# Stored rows start

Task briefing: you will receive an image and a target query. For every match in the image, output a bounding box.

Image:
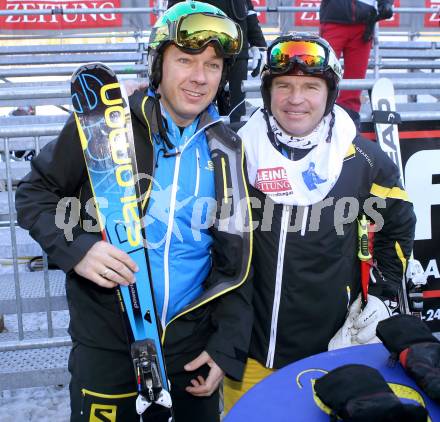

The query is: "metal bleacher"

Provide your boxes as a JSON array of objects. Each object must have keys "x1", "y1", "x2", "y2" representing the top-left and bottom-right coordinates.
[{"x1": 0, "y1": 34, "x2": 153, "y2": 391}]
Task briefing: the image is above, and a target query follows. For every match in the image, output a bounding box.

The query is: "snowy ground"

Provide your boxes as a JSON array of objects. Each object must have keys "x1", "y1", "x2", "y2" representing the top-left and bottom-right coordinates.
[{"x1": 0, "y1": 386, "x2": 70, "y2": 422}]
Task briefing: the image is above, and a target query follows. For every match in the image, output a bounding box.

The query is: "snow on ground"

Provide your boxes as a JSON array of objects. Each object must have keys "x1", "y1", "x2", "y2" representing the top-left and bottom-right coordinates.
[
  {"x1": 0, "y1": 386, "x2": 70, "y2": 422},
  {"x1": 0, "y1": 304, "x2": 70, "y2": 422}
]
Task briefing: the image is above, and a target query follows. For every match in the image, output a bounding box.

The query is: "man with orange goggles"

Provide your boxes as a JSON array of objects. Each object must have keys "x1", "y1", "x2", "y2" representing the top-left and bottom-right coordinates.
[{"x1": 224, "y1": 33, "x2": 415, "y2": 418}]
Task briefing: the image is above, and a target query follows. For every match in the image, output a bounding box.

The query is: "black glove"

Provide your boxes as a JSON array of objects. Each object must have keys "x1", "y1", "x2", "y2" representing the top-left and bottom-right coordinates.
[
  {"x1": 315, "y1": 365, "x2": 428, "y2": 422},
  {"x1": 376, "y1": 315, "x2": 440, "y2": 402}
]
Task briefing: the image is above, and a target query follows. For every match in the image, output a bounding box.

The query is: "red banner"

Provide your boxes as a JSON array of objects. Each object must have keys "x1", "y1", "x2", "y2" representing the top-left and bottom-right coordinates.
[
  {"x1": 252, "y1": 0, "x2": 266, "y2": 25},
  {"x1": 425, "y1": 0, "x2": 440, "y2": 28},
  {"x1": 0, "y1": 0, "x2": 122, "y2": 31},
  {"x1": 294, "y1": 0, "x2": 321, "y2": 27}
]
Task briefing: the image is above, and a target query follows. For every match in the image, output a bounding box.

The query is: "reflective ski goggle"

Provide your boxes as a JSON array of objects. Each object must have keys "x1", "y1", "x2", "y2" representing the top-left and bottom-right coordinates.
[
  {"x1": 267, "y1": 40, "x2": 342, "y2": 78},
  {"x1": 150, "y1": 13, "x2": 243, "y2": 56}
]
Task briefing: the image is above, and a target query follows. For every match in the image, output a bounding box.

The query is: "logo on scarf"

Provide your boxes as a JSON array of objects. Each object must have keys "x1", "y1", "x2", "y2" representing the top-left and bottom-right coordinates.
[
  {"x1": 302, "y1": 161, "x2": 327, "y2": 190},
  {"x1": 255, "y1": 167, "x2": 292, "y2": 195}
]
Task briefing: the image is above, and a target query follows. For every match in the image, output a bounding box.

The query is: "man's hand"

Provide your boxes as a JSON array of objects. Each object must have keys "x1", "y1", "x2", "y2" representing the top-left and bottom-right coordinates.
[
  {"x1": 249, "y1": 46, "x2": 266, "y2": 78},
  {"x1": 185, "y1": 351, "x2": 225, "y2": 397},
  {"x1": 73, "y1": 240, "x2": 139, "y2": 288}
]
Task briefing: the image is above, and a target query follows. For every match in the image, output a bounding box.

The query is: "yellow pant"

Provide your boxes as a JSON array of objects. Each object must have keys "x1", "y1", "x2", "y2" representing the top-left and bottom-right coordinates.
[{"x1": 223, "y1": 358, "x2": 275, "y2": 414}]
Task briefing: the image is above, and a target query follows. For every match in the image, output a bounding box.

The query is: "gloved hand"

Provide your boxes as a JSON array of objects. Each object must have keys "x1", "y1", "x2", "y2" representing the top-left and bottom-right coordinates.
[
  {"x1": 377, "y1": 315, "x2": 440, "y2": 403},
  {"x1": 328, "y1": 295, "x2": 391, "y2": 350},
  {"x1": 249, "y1": 46, "x2": 265, "y2": 78},
  {"x1": 314, "y1": 365, "x2": 428, "y2": 422}
]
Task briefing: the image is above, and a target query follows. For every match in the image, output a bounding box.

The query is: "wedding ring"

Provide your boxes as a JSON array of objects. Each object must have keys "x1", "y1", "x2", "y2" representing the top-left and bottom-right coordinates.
[{"x1": 101, "y1": 268, "x2": 110, "y2": 278}]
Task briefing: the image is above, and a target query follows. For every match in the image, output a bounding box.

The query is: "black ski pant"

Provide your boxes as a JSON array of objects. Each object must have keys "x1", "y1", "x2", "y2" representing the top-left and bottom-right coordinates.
[
  {"x1": 69, "y1": 343, "x2": 220, "y2": 422},
  {"x1": 227, "y1": 59, "x2": 248, "y2": 123}
]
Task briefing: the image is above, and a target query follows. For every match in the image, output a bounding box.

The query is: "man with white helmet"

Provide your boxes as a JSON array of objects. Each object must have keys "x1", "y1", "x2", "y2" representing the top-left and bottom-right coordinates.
[
  {"x1": 16, "y1": 1, "x2": 252, "y2": 422},
  {"x1": 225, "y1": 33, "x2": 415, "y2": 409}
]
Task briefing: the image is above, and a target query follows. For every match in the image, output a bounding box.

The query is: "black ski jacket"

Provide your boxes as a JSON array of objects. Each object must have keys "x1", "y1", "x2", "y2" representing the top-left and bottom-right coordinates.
[
  {"x1": 239, "y1": 111, "x2": 416, "y2": 368},
  {"x1": 16, "y1": 92, "x2": 252, "y2": 379},
  {"x1": 168, "y1": 0, "x2": 267, "y2": 59},
  {"x1": 319, "y1": 0, "x2": 394, "y2": 24}
]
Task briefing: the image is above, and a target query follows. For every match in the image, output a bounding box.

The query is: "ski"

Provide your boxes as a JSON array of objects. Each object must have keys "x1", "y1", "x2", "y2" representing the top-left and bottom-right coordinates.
[
  {"x1": 71, "y1": 63, "x2": 171, "y2": 414},
  {"x1": 370, "y1": 78, "x2": 426, "y2": 317}
]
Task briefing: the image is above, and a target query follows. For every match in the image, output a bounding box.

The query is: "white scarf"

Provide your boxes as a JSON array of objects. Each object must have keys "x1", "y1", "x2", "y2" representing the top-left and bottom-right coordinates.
[
  {"x1": 238, "y1": 106, "x2": 356, "y2": 206},
  {"x1": 269, "y1": 115, "x2": 331, "y2": 149}
]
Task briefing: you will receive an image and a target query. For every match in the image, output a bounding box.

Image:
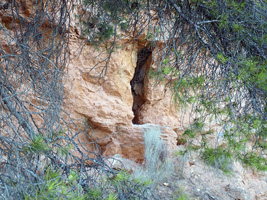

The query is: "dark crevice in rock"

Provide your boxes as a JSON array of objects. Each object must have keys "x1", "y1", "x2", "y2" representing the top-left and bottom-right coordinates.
[{"x1": 130, "y1": 47, "x2": 152, "y2": 124}]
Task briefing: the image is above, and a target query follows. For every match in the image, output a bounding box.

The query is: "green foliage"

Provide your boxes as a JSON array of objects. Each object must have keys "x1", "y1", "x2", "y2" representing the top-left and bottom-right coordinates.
[
  {"x1": 201, "y1": 147, "x2": 233, "y2": 173},
  {"x1": 24, "y1": 135, "x2": 49, "y2": 154},
  {"x1": 172, "y1": 187, "x2": 190, "y2": 200},
  {"x1": 239, "y1": 153, "x2": 267, "y2": 171}
]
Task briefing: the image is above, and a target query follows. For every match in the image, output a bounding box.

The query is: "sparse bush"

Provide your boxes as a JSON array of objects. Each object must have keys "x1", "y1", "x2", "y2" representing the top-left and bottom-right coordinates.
[{"x1": 134, "y1": 125, "x2": 174, "y2": 187}]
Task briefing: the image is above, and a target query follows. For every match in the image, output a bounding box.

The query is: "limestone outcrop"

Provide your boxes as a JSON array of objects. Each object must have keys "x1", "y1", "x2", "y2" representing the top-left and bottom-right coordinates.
[{"x1": 65, "y1": 40, "x2": 182, "y2": 162}]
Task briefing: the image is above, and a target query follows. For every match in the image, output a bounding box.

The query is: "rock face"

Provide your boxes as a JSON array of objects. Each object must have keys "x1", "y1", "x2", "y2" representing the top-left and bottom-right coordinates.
[{"x1": 65, "y1": 39, "x2": 185, "y2": 162}]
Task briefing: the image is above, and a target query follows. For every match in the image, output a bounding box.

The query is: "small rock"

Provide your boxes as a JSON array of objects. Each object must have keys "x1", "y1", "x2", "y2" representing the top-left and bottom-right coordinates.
[{"x1": 163, "y1": 183, "x2": 170, "y2": 187}]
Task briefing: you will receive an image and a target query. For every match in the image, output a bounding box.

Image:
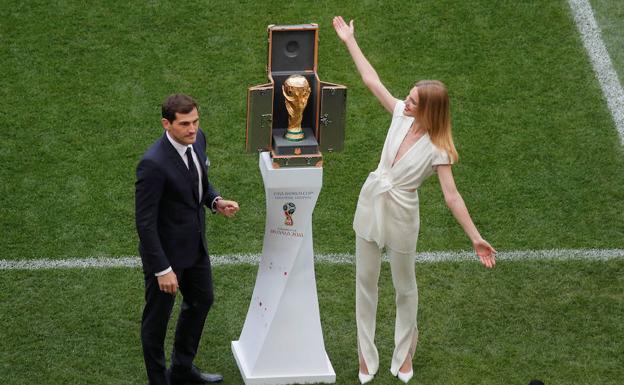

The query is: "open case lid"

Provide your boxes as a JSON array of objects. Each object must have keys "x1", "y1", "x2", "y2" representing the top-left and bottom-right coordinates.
[{"x1": 267, "y1": 24, "x2": 318, "y2": 73}]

# Stored rows end

■ Required work ■
Extract every line of the listing that contains the string "white", and note that case counts.

■ Result of this exercise ■
The query is: "man with white helmet"
The query is: "white scarf"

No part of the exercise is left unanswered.